Excerpts from a location annotation dataset:
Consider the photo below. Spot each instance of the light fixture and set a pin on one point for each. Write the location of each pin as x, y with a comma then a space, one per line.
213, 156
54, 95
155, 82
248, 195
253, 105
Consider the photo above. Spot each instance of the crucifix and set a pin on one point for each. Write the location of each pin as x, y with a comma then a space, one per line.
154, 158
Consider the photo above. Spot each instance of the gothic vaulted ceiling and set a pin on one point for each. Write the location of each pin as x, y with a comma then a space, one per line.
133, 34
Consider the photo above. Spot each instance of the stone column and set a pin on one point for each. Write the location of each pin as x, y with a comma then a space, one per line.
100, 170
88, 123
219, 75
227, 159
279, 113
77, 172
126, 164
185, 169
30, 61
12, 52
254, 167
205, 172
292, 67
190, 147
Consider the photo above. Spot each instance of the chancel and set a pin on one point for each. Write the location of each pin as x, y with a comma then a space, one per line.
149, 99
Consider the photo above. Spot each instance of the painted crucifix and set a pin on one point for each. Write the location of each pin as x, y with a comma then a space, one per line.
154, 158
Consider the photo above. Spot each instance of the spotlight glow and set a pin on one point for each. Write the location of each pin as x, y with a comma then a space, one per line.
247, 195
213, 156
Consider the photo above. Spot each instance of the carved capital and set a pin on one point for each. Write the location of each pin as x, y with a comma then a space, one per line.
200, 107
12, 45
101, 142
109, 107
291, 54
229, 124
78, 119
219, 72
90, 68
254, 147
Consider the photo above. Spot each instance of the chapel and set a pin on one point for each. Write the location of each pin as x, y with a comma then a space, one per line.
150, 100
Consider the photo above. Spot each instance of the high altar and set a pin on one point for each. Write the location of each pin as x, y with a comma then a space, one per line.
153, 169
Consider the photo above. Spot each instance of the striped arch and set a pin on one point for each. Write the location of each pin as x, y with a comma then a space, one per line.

**Instructions to follow**:
Rewrite the lines above, putting "cross" wherever "crucifix" appears and leaving everything else unchanged.

**Reply**:
Consider the photo below. Spot each instance of the light fixture and set a pin on one point for each. Write the location of each pin as x, y with a comma then a space, one per line.
213, 156
54, 95
155, 82
248, 195
253, 105
Consider the photo above. Spot each instance of the cross and set a pin on one point for each. Write the location of each pin as x, y with a comma then a space, one per line.
154, 158
Consider the photo above. Spot each instance of the gothic vaulted ceiling and set a pin on one point for each. Write the location of each pin as x, y with a comma then a space, one per line.
133, 34
Consider the photo above. Spot each instance of the stone column and set a pin on one point for each. Write the location of each pin as x, y with a comma then a space, one per line.
100, 170
88, 123
219, 75
227, 159
279, 113
77, 172
126, 164
185, 169
30, 61
12, 52
254, 167
205, 172
292, 67
190, 147
Consider the photo above. Spot each instance of the chancel and set a pin on one point for each. Write the location of each pin as x, y with a comma then a space, one per line.
149, 99
Consider the photo above. Spot each instance of the painted cross and set a pin on one point for each. Write the location of each pin as x, y with a comma then a space, one per line.
154, 158
Consider the photo above. Spot each instance of the spotlight glow and set a pin on one point for each. Write the location of each pin as x, y with a comma then a space, one per line.
247, 195
213, 156
Consider the photo above. Spot each instance of the carved capital and set a pin on one point for each. Write the location of each pin as x, y with a comma then a space, one per line.
200, 107
12, 45
101, 142
109, 107
291, 54
229, 124
78, 119
219, 72
90, 68
254, 147
Consider the photo above. Spot each instance of the chapel and set a pin on one point for each. Write the location of each pin as x, y with a comma then a space, one per line.
150, 100
Consider the photo above. Spot each instance of the high altar and set a pin on one point for each. Write the location of each pin as x, y with a comma then a space, one per line.
153, 169
Consider the photo above. Spot each instance of the striped arch and set a pin on one point for each. Write the location of each pin as x, y with a comma then a space, one per line.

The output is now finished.